▶ WHAT YOU WILL DO:
(1) Answer these questions from the text on Emi Rubiano, one answer per line.
(a) Who preceded her as Pasay's member of the House of Representatives?
(b) Which university is listed as her alma mater?
(c) Since what year has she served as mayor of Pasay?
(2) For each statement, say yes or no according to the text on Emi Rubiano. Quote the words that decide it.
(a) She served on the Pasay City Council without a break from 1998 to 2010.
(b) She was affiliated with the Liberal party before PDP–Laban.
(c) She was born in Quezon City.
(3) Continue the text on Emi Rubiano from where it stops.

[[ GIVEN TEXT, beginning ]]

Member of the Philippine House of Representatives from Pasay
- In office June 30, 2010 – June 30, 2019
- Preceded by: Jose Antonio Roxas
- Succeeded by: Antonino Calixto

Member of the Pasay City Council
- In office June 30, 2007 – June 30, 2010
- In office June 30, 1998 – June 30, 2004

Personal details
- Born: Imelda Gallardo Calixto August 16, 1960 (age 65) Pasay, Rizal, Philippines
- Party: PFP (2023–present)
- Other political affiliations: PDP–Laban (2017–2023) Liberal (2009–2017) LDP (2000–2009) LAMMP (1997–2000)
- Spouse: Edgardo Rubiano ​(m. 1982)​
- Children: 3
- Alma mater: University of Santo Tomas (BA)

= Emi Rubiano =

Filipino politician (born 1960)

Imelda Gallardo Calixto-Rubiano (born August 16, 1960), known as Emi Rubiano, is a Filipino businesswoman and politician currently serving as mayor of Pasay since 2019. She previously served as a member of the House of Representatives for the lone district of Pasay from 2010 until 2019, and city councilor from 1998 until 2004, and again from 2007 until 2010.

[[ GIVEN TEXT, end ]]
[[ INFORMATION SHOWN, beginning ]]

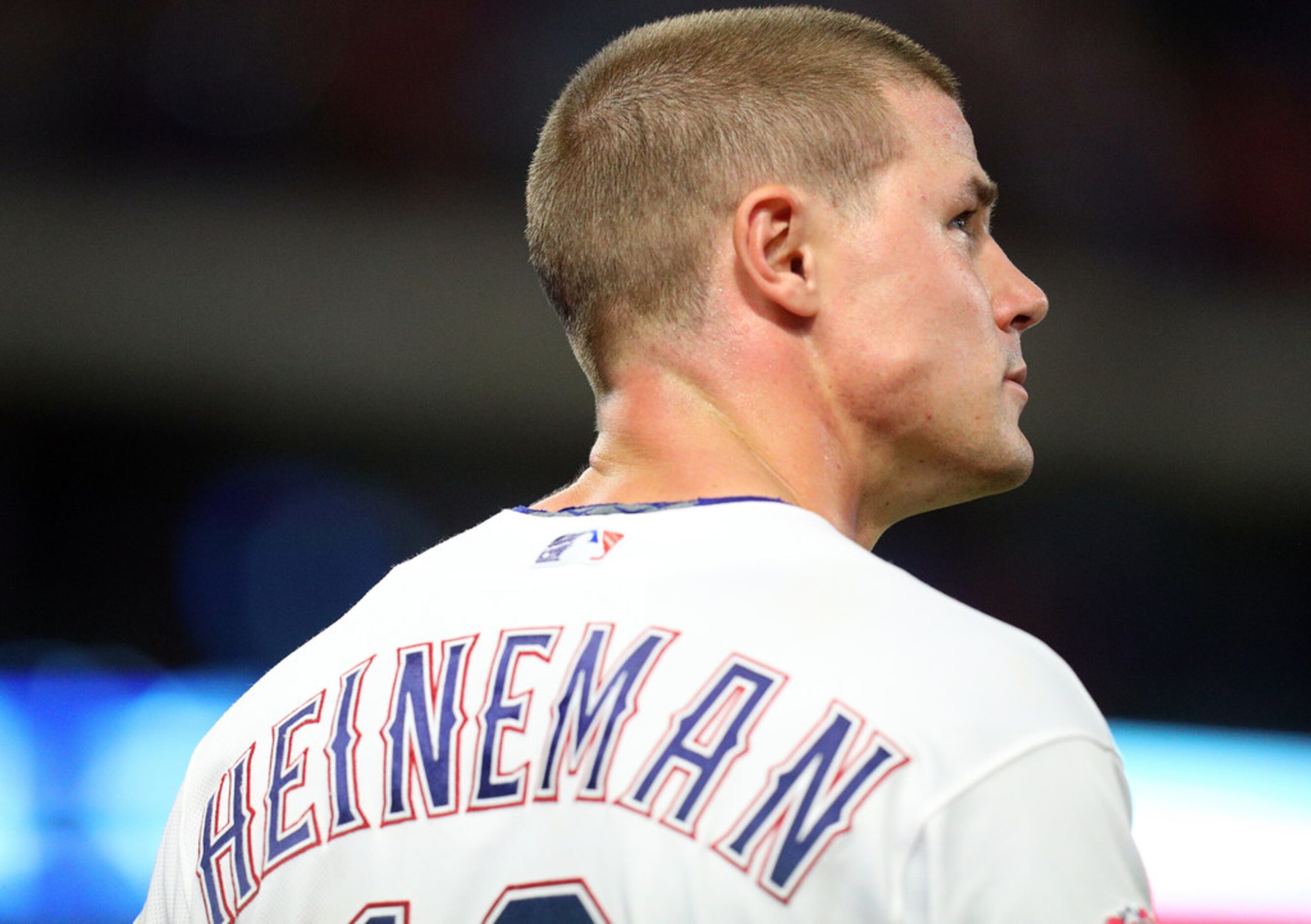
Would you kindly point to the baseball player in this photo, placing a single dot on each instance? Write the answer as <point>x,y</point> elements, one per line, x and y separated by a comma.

[[ INFORMATION SHOWN, end ]]

▶ RESULTS FOR THE EXERCISE:
(1)
(a) Jose Antonio Roxas
(b) University of Santo Tomas
(c) 2019

(2)
(a) No: "city councilor from 1998 until 2004, and again from 2007 until 2010"
(b) Yes: "Liberal (2009–2017)" and "PDP–Laban (2017–2023)"
(c) No: "Pasay, Rizal, Philippines"

(3)
Rubiano is the daughter of former OIC-Mayor of Pasay, Eduardo Calixto, sister of former mayor and incumbent congressman Antonino Calixto, mother of Second District Councilor Luigi Rubiano, and aunt of Vice Mayor Mark Anthony Calixto.

==Early life and education==
Imelda Calixto was born on August 16, 1960, in Pasay City as the youngest of the five children of Eduardo Calixto and Leonora Gallardo Calixto. She was educated at the Malate Catholic School at primary and secondary level and obtained her Bachelor of Arts degree in Behavioral Science at the University of Santo Tomas in 1982. She took up Fashion Designing at the International School of Fashion in Greenhills, San Juan and the Office Procedure Course at the Cora Doloroso Career Centre. After graduation, she got involved in her father's business that was involved in marine engineering, pier construction, marine pipe-laying and marine salvaging. She was involved as well as in her own family business which was manufacturing clothes, multi-level marketing and jewelry.

==Career==
In 1986, Calixto-Rubiano became a private secretary to her father, Eduardo Calixto, during his term as Officer-in-Charge Mayor of Pasay. She became city councilor for second district of Pasay from 1998 until 2004 and again from 2007 until 2010. During her term as councilor, she made various projects, including feeding programs, free medical and dental check-up, and others.

She also ran for representative for the lone district of Pasay in 2004 under Koalisyon ng Nagkakaisang Pilipino but lost to incumbent representative Connie Dy. After the loss, she became the head of the Pasay City Social Welfare Department in 2005.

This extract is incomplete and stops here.